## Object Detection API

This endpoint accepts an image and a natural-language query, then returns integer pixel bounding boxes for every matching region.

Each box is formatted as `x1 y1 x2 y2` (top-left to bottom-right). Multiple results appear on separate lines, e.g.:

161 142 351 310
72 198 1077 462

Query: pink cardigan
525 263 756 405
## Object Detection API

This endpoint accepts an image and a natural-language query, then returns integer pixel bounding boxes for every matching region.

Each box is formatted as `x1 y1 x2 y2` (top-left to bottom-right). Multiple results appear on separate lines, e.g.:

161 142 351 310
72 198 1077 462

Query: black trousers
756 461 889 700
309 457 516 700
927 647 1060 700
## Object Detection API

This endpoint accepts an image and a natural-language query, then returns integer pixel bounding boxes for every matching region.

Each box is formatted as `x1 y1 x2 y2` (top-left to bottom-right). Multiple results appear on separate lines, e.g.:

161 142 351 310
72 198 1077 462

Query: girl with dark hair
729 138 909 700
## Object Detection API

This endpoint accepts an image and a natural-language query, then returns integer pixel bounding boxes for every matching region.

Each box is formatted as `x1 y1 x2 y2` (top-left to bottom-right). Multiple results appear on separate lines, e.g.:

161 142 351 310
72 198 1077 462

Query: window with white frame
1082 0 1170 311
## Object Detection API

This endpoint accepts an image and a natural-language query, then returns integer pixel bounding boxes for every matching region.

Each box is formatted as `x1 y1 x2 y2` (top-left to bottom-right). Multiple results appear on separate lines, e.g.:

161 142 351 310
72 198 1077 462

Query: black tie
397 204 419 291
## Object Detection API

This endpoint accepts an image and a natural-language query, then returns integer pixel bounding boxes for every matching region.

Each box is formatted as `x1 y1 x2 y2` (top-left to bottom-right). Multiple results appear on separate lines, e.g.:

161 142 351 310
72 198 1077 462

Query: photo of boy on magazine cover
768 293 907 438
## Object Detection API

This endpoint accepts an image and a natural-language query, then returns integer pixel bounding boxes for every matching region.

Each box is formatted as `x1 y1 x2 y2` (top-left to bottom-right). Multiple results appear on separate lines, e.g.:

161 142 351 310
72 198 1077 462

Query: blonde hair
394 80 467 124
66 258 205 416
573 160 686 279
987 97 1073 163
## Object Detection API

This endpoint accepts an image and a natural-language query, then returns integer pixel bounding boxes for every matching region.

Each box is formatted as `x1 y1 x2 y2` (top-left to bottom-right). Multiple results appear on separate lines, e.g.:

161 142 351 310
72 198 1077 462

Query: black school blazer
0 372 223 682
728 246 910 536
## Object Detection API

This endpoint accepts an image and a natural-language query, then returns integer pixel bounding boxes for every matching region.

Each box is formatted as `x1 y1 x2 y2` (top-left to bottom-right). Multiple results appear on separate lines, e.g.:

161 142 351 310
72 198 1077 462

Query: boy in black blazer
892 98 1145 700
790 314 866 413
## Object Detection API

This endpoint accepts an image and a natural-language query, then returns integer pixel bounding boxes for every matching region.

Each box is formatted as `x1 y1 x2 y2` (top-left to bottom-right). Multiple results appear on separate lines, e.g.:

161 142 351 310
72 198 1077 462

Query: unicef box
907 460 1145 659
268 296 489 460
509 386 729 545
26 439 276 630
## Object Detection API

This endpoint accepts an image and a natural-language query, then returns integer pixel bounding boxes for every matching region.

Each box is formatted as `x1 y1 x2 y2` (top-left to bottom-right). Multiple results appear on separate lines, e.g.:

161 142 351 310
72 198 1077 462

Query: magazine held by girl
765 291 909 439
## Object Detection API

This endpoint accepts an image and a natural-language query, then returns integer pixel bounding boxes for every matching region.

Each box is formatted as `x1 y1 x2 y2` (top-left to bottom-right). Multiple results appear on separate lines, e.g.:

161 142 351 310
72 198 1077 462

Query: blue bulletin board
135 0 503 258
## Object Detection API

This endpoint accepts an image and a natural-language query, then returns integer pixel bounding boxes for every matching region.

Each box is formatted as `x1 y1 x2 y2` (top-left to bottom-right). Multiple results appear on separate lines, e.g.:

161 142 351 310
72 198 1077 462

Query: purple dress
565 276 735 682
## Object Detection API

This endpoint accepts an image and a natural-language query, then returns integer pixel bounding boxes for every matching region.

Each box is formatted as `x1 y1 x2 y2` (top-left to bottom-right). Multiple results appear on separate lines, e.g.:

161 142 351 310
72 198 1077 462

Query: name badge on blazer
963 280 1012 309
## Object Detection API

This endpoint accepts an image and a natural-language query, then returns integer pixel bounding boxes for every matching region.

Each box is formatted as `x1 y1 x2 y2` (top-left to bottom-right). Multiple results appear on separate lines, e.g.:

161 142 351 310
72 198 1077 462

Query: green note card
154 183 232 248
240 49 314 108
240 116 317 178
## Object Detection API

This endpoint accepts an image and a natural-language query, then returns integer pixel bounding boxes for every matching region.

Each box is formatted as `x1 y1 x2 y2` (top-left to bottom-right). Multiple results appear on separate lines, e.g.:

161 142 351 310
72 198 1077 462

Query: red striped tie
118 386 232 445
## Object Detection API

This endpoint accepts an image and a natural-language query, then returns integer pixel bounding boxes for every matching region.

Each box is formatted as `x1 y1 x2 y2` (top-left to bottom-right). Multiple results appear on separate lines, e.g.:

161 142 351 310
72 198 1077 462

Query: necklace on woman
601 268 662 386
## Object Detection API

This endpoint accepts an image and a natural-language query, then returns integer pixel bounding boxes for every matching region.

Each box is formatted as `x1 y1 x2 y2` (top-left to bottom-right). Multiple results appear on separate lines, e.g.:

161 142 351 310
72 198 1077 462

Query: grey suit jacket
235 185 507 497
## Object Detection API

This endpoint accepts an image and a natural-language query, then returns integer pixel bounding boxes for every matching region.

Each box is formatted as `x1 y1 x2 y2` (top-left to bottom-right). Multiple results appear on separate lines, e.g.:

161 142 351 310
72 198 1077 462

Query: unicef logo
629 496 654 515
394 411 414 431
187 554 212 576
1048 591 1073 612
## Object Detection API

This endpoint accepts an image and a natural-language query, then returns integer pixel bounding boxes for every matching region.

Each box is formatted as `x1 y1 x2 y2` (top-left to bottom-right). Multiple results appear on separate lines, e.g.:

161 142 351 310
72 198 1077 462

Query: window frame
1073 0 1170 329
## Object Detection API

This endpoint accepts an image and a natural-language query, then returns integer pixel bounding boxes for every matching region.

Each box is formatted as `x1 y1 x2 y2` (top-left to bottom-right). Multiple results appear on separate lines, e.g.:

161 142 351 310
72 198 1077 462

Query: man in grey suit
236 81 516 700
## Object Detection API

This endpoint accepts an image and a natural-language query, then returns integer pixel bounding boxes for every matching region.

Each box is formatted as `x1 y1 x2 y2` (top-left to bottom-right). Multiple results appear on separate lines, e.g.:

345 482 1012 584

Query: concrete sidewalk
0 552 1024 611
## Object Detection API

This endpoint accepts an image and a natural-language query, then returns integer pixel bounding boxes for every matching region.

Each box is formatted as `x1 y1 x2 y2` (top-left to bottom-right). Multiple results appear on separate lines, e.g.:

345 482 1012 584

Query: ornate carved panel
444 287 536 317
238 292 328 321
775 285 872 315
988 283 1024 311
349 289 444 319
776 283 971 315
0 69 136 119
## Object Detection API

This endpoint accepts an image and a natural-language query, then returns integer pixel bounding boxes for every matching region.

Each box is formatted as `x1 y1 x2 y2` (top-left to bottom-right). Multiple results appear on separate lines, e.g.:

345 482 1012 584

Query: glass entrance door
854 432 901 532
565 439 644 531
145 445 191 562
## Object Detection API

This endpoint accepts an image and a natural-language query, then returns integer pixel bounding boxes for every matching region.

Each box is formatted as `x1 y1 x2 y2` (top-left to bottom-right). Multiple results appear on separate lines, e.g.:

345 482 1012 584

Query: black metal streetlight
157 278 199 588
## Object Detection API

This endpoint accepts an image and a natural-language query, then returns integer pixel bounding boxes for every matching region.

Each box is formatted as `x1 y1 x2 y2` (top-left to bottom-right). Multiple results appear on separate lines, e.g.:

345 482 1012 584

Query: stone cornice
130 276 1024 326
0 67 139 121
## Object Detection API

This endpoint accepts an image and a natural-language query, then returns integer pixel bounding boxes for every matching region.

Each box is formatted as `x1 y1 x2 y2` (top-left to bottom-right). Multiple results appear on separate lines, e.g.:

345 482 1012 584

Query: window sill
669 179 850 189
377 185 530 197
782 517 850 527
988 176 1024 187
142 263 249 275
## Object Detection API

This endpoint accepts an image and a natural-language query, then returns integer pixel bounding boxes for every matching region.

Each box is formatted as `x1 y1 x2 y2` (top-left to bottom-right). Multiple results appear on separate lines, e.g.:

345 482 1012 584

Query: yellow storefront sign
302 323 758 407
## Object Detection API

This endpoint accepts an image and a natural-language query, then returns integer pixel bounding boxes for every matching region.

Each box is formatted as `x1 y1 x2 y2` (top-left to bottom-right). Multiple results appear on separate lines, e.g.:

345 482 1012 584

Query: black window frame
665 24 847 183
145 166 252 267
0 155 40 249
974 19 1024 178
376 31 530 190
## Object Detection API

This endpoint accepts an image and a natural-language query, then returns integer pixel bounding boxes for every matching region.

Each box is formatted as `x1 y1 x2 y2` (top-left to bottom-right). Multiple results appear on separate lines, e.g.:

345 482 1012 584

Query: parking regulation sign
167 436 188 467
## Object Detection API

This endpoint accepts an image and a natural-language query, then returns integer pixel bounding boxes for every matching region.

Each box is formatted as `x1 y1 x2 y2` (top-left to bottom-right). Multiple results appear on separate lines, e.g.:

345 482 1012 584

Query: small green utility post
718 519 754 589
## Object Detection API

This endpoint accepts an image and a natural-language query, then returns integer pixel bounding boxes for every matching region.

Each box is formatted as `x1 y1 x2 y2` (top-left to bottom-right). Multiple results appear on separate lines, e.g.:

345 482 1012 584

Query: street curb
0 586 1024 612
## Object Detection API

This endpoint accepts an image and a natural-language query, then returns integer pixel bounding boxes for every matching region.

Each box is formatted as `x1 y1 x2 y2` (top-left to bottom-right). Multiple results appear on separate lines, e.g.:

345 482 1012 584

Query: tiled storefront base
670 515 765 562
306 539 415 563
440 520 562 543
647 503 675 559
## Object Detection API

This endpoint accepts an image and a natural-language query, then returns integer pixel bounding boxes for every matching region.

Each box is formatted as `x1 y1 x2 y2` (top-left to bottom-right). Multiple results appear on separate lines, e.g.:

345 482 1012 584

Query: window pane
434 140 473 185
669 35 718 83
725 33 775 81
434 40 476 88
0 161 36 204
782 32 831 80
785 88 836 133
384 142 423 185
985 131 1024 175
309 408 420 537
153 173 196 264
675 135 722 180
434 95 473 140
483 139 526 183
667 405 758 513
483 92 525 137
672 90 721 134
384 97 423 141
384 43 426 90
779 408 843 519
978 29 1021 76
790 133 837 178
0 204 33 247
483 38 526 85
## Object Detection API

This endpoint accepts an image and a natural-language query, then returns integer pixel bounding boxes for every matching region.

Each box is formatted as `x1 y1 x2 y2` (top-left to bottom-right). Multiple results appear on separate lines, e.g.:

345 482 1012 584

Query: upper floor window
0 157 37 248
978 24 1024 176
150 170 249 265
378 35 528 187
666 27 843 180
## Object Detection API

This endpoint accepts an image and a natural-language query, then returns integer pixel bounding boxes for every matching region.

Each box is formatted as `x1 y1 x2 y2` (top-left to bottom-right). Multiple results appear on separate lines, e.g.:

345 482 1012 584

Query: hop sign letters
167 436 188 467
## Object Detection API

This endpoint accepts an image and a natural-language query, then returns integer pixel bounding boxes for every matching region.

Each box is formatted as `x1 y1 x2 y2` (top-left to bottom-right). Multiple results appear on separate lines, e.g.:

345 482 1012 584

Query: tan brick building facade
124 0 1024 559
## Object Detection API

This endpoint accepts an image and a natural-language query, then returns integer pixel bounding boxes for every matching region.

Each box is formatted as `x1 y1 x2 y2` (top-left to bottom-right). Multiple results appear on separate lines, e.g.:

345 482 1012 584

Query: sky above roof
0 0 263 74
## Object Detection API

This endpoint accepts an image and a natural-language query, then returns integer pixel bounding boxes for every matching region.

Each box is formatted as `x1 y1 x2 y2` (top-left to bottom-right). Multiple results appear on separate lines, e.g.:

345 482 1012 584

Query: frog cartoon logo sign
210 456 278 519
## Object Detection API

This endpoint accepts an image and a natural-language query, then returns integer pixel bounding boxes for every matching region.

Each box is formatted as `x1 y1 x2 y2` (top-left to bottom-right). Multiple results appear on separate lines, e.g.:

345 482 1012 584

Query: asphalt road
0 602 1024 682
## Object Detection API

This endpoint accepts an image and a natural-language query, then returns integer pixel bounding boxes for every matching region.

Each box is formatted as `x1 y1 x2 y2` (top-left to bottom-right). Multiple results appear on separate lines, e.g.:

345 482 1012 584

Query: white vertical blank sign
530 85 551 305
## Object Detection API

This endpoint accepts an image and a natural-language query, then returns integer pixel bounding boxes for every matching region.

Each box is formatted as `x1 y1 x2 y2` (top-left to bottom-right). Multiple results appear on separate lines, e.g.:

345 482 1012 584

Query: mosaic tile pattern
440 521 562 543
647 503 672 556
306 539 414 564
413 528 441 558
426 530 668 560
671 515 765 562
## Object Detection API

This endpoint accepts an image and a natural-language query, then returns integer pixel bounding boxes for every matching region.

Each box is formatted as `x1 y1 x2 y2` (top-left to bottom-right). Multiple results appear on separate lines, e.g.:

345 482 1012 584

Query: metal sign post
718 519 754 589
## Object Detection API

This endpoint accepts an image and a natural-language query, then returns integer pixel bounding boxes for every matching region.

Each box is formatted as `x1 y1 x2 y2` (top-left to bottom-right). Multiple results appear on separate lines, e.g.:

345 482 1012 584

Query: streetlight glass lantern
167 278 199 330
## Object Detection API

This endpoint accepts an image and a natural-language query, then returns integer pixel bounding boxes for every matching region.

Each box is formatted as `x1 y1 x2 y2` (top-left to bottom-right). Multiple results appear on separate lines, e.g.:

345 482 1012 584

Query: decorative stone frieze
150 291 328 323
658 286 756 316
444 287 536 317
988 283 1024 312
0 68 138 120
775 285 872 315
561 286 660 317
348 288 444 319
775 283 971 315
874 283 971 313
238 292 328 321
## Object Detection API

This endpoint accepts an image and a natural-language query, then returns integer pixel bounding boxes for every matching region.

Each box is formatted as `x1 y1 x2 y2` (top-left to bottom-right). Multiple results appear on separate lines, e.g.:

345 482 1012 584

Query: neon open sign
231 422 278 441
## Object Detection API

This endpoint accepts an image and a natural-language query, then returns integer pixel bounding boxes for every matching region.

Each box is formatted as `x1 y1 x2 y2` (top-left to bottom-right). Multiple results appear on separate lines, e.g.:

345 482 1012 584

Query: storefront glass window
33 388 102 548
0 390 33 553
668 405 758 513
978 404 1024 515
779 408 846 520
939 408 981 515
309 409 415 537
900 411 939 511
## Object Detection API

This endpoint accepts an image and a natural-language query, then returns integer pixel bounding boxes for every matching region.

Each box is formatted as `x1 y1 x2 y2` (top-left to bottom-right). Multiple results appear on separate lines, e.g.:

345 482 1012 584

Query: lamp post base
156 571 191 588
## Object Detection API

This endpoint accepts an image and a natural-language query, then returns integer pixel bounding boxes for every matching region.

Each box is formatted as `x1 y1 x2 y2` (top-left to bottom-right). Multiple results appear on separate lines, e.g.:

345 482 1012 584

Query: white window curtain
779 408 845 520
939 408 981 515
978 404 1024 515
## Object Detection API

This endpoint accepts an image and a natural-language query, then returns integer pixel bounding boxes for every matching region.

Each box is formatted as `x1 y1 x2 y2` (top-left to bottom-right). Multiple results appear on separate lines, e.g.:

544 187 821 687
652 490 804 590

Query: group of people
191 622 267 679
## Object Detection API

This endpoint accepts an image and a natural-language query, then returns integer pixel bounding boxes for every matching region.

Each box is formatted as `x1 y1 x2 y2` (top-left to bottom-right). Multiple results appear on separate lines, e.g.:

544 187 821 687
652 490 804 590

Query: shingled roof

_What to produce_
Reproduce the records word for word, from the very start through the line containing "729 138 909 700", with that line included.

_Right answer_
## Object Detection API

This endpoint accepts an image and a natural-language query, then returns integer pixel bounding boxes for every matching region.

Each box is formatted as `x1 y1 x2 y2` (top-left to bottom-right). Multiple results appear on separate lines, e.g.:

161 142 351 310
72 198 1077 462

Query: pink cardigan
525 263 756 405
## Object Detection API

This endpoint accepts an image and a natural-language query, then returns integer pixel bounding boxes for every matching region.

Each box is formatted as `x1 y1 x2 y2` (top-left to bottom-right). Multiple results appear on separate lines, e.g.:

161 142 351 310
72 198 1077 462

Query: black trousers
756 461 889 700
309 457 516 700
927 647 1060 700
## Object Detection API

This endpoint accepts an image and a natural-language query, then returns integer pixel bounding boxes for every matching region.

Each box is formatted as `x1 y1 x2 y2` (top-left to bottom-right). Multiple results appear on separate lines, e.g.:

161 142 351 310
72 198 1077 462

Query: girl with dark hair
729 138 909 700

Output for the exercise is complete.